* **Instruction**
Scale up the material running from the line containing "[segment] lens barrel" down to the line containing "MULTIPOLYGON (((72 267, 203", both included, by rewriting every line with each coordinate in the outline answers multiplied by 2.4 and rounded to a whole number (halves up), while the requests and their sample formats stay unchanged. Return only those lines.

* **Provided information**
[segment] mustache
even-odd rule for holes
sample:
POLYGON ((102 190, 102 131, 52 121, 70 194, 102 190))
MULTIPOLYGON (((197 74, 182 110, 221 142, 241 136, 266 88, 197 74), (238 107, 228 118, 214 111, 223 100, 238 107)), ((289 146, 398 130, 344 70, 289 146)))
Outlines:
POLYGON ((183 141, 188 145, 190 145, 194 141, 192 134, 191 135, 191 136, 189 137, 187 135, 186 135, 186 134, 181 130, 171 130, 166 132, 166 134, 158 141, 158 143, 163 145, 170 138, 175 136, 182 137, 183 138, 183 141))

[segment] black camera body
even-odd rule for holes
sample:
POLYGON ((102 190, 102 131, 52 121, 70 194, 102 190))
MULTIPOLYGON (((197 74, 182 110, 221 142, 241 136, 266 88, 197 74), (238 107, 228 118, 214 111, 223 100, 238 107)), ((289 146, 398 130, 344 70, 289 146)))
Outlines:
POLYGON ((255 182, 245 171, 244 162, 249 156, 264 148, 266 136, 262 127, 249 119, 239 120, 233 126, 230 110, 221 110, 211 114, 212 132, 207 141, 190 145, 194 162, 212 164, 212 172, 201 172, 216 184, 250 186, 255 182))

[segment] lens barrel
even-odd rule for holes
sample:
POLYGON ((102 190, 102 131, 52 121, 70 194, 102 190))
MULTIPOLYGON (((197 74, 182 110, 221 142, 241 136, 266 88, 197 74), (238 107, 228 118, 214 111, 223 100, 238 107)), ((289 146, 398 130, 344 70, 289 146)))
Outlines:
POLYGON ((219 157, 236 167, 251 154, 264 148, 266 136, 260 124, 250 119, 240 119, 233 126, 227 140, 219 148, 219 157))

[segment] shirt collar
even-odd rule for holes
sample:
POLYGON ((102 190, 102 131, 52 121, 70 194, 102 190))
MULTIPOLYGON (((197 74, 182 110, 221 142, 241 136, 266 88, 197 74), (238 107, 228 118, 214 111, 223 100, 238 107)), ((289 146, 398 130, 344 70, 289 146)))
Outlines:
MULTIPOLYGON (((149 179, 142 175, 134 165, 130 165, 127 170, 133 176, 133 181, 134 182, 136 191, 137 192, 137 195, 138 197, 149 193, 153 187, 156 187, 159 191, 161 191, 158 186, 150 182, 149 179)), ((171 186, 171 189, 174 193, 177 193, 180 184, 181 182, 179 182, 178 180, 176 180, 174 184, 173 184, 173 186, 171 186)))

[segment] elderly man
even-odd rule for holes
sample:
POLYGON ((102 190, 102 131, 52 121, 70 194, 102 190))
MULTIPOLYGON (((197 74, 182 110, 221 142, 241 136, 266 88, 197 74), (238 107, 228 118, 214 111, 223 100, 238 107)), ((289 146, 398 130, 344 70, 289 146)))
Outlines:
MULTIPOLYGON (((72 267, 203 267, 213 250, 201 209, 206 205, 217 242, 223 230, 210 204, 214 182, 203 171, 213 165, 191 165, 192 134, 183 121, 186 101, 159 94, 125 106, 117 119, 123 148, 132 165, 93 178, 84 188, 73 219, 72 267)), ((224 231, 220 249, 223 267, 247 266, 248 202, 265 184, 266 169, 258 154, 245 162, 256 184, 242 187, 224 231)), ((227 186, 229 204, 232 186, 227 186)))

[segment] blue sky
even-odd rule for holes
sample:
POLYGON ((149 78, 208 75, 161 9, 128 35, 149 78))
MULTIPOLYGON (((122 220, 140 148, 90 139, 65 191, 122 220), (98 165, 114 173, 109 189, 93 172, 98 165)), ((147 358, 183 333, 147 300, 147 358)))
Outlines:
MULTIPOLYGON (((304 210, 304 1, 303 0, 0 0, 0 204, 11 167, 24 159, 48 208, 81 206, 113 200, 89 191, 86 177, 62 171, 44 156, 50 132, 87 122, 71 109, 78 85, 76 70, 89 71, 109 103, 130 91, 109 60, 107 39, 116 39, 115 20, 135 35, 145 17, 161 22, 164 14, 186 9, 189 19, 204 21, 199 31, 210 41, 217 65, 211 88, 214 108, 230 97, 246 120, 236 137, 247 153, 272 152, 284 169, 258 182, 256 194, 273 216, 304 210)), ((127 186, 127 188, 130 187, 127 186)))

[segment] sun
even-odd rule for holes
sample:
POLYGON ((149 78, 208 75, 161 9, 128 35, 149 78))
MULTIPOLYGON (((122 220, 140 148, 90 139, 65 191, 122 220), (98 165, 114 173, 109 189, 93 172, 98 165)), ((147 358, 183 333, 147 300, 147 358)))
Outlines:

* **Final result**
[segment] lens barrel
even-odd rule for holes
sample:
POLYGON ((102 190, 102 131, 52 121, 70 194, 102 190))
MULTIPOLYGON (((197 74, 182 110, 221 142, 241 136, 266 88, 197 74), (238 107, 228 118, 214 111, 223 100, 238 107)), ((289 146, 398 130, 344 70, 289 146)))
Outlines:
POLYGON ((526 377, 566 401, 602 370, 634 355, 638 326, 624 298, 600 286, 576 286, 559 302, 545 336, 526 355, 526 377))

[segment] shirt collar
even-odd rule for holes
sample:
POLYGON ((102 190, 102 131, 52 121, 70 194, 102 190))
MULTIPOLYGON (((197 74, 182 110, 221 142, 241 136, 266 88, 197 74), (238 107, 228 118, 214 111, 223 100, 238 107)), ((289 146, 398 130, 344 70, 289 146)))
Outlines:
MULTIPOLYGON (((358 430, 341 420, 322 396, 312 396, 305 408, 319 422, 319 434, 322 437, 326 458, 329 461, 329 468, 331 473, 358 463, 367 449, 374 449, 382 458, 386 458, 379 446, 360 437, 358 430)), ((410 446, 410 454, 418 463, 425 463, 432 442, 434 437, 430 437, 427 432, 422 432, 418 442, 415 442, 415 446, 410 446)))

[segment] elderly man
even-odd rule for holes
sample:
POLYGON ((102 190, 102 131, 52 121, 70 194, 102 190))
MULTIPOLYGON (((197 74, 182 110, 221 142, 241 136, 266 88, 197 74), (238 107, 228 118, 214 111, 223 100, 238 107)), ((289 146, 398 130, 344 70, 289 146)))
Outlines:
MULTIPOLYGON (((173 641, 487 641, 511 600, 482 502, 494 492, 521 581, 535 552, 504 490, 514 437, 487 410, 511 396, 458 396, 461 322, 439 290, 446 242, 382 226, 300 254, 281 286, 295 355, 317 396, 223 427, 202 451, 175 526, 173 641)), ((538 554, 528 598, 535 641, 593 638, 595 485, 636 442, 638 406, 619 370, 588 389, 614 442, 581 449, 538 554)), ((545 446, 550 490, 557 446, 545 446)))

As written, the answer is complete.